**Goal**: Rescale the entries in the stretch from the line containing "with the dark" through the end of the entries, both ends included. Write those lines out again, requests included, and multiply every box coordinate in the answers by 2, rounding to whole numbers with halves going up.

**Provided records**:
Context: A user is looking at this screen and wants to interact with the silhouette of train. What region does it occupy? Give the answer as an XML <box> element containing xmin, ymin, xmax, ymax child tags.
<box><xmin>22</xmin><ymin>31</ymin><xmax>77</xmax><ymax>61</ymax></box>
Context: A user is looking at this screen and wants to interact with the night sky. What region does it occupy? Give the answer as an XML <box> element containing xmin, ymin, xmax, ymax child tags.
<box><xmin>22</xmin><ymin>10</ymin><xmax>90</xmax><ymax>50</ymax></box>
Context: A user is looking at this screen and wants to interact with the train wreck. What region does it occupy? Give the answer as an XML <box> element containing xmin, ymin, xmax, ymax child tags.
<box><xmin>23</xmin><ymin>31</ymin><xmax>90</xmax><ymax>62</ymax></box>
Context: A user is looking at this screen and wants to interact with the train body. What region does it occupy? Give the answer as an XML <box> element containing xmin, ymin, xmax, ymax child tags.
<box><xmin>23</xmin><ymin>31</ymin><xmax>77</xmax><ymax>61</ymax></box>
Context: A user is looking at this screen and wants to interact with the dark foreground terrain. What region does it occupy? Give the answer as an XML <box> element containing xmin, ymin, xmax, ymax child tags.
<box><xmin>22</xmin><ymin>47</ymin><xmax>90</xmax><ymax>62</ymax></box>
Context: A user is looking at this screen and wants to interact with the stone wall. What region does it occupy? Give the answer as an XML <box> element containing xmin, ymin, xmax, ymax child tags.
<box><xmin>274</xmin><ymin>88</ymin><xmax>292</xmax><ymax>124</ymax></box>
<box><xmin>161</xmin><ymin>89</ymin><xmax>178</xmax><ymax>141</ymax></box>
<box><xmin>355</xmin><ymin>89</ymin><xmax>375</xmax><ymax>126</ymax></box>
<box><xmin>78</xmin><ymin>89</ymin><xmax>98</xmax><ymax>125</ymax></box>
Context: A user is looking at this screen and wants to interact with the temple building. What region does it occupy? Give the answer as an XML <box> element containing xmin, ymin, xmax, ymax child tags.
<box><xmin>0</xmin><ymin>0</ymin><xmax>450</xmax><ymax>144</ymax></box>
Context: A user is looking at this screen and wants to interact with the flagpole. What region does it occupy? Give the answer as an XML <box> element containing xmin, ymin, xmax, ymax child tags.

**Task response**:
Context: A user is looking at this screen and wants to interact with the dark foreground terrain. What region does it occupy? Give the answer as an XML <box> element containing xmin, ymin, xmax, ymax child tags.
<box><xmin>44</xmin><ymin>94</ymin><xmax>180</xmax><ymax>124</ymax></box>
Context: A user is looking at this screen and wants to interact with the stone wall. What region does it occupy? Give the answer as an XML <box> element containing xmin, ymin, xmax, ymax child tags.
<box><xmin>548</xmin><ymin>176</ymin><xmax>584</xmax><ymax>248</ymax></box>
<box><xmin>322</xmin><ymin>178</ymin><xmax>356</xmax><ymax>282</ymax></box>
<box><xmin>710</xmin><ymin>178</ymin><xmax>750</xmax><ymax>252</ymax></box>
<box><xmin>156</xmin><ymin>178</ymin><xmax>196</xmax><ymax>250</ymax></box>
Context: A user is looking at this screen and wants to interact with the temple building. What region does it occupy? Give the answer as an XML <box> element containing xmin, ymin, xmax, ymax child tags.
<box><xmin>0</xmin><ymin>0</ymin><xmax>900</xmax><ymax>288</ymax></box>
Context: A user is looking at this screen and wants to interact with the flagpole. What region does it occupy? Give the answer as an XML <box> element containing xmin, ymin, xmax, ymax child tags.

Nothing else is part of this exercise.